- PASSAGE:
Posted by Frank Steinberg | Jul 09, 2007 | 0 Comments

Michael Moore at the Pennsylvania Employment Law Blog has an interesting post asking whether sensitivity to perfume is an ADA Claim or Office Nonsense.  The post links to an article about a woman in Detroit who recently filed suit against her employer claiming that her sensitivity to perfume constitutes a disability for purposes of the Americans with Disabilities Act.

In a slip opinion filed on July 5, the Court of Appeals for the Third Circuit addressed that question.  The case is Kaufmann v. GMAC Mortgage.  For the moment it appears that perfume sensitivity that causes an allergic reaction can be defined as a disability for purposes of the ADA.  The more interesting question is what an employer must do to reasonably accommodate an employee who claims such a disability. 

When Kaufmann complained of difficulty in breathing, faintness, and nosebleeds — which her doctor attributed to environmental irritants — GMAC promptly decided to institute a "perfume free environment" to accommodate her.  In addition, GMAC moved her desk, changed air filters, and as required reminded other employees that they should not wear perfume in the office.

Entries drawn from a collection:

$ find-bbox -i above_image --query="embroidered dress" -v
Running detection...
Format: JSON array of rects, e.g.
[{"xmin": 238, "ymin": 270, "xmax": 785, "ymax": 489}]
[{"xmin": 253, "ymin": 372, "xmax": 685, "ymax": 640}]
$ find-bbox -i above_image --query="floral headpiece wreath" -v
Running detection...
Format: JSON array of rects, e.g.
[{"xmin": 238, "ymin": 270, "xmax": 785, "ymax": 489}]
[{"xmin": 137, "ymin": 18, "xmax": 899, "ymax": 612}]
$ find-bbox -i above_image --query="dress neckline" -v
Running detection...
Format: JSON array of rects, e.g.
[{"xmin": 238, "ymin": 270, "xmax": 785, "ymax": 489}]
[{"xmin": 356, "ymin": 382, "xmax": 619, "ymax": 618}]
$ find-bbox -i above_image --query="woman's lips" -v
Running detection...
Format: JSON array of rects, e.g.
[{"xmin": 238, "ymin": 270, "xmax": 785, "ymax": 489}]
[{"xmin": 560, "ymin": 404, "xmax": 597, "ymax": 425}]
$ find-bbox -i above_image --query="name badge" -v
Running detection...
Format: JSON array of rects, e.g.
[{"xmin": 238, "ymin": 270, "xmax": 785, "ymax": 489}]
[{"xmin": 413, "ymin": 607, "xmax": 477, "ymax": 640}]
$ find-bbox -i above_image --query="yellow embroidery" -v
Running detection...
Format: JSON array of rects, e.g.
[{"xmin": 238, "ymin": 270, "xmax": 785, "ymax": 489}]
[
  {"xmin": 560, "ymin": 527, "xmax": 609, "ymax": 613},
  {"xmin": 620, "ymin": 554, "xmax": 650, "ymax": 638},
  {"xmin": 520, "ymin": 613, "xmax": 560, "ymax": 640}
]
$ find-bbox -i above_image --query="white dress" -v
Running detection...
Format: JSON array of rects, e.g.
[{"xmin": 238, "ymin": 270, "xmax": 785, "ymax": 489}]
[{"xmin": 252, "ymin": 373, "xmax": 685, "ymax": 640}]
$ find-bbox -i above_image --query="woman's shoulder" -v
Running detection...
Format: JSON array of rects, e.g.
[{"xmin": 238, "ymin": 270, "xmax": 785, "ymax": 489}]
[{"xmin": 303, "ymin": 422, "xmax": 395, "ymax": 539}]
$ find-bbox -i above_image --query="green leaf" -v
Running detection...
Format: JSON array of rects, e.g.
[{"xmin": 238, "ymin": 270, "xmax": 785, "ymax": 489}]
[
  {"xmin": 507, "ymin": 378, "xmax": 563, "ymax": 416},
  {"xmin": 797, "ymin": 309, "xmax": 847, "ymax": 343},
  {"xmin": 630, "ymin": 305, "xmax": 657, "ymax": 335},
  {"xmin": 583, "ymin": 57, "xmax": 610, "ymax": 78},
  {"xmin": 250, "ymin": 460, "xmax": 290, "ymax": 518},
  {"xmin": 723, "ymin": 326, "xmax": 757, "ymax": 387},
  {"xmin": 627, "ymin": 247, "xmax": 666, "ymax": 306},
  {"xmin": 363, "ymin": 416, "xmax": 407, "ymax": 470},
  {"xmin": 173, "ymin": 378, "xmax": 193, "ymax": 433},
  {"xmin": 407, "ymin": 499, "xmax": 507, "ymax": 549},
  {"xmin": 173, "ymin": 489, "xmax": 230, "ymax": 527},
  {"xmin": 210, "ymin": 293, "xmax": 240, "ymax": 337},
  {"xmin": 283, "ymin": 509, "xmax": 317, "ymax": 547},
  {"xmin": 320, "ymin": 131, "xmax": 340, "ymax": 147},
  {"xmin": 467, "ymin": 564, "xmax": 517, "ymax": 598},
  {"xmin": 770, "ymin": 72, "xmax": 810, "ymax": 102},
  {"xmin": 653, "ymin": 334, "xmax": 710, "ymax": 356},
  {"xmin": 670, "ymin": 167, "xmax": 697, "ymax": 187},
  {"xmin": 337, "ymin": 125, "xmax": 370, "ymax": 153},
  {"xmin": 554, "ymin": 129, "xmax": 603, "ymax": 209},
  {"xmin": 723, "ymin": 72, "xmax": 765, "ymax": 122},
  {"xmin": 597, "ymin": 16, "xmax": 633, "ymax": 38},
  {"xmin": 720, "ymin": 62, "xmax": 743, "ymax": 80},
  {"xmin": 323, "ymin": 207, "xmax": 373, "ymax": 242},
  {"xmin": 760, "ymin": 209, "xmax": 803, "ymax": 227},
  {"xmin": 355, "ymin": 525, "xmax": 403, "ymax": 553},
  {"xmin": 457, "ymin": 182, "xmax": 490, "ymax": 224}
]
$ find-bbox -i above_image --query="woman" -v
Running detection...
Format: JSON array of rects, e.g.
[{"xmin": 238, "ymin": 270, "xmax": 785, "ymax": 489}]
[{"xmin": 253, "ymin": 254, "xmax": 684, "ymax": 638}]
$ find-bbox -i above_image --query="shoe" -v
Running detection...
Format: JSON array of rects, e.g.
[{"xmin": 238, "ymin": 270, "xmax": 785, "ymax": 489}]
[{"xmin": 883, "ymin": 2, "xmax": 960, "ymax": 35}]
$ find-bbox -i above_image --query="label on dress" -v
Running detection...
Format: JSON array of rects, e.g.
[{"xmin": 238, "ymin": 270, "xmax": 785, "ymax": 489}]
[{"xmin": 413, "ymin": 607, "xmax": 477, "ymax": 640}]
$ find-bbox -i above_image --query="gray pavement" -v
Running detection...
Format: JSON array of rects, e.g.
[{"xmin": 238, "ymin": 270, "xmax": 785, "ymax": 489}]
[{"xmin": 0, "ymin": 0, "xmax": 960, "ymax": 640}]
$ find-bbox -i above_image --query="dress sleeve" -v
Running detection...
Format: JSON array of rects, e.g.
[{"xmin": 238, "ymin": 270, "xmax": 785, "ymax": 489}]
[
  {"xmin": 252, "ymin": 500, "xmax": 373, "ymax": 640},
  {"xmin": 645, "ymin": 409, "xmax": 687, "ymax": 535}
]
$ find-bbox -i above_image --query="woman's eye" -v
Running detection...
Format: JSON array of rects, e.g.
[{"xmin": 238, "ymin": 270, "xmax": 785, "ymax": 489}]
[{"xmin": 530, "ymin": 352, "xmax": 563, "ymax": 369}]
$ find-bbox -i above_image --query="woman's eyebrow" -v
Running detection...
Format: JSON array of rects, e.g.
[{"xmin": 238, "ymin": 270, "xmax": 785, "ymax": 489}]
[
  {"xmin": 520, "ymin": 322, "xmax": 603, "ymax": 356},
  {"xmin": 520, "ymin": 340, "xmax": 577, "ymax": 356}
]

- DIRECTIONS:
- A) Reproduce the post on perfume sensitivity from "Posted by Frank" up to and including "such a disability.".
- B) How many lines of the entries contain the string "dress"? Case matters, and the reply should be the number alone.

- CORRECT ANSWERS:
- A)
Posted by Frank Steinberg | Jul 09, 2007 | 0 Comments

Michael Moore at the Pennsylvania Employment Law Blog has an interesting post asking whether sensitivity to perfume is an ADA Claim or Office Nonsense.  The post links to an article about a woman in Detroit who recently filed suit against her employer claiming that her sensitivity to perfume constitutes a disability for purposes of the Americans with Disabilities Act.

In a slip opinion filed on July 5, the Court of Appeals for the Third Circuit addressed that question.  The case is Kaufmann v. GMAC Mortgage.  For the moment it appears that perfume sensitivity that causes an allergic reaction can be defined as a disability for purposes of the ADA.  The more interesting question is what an employer must do to reasonably accommodate an employee who claims such a disability.

- B) 5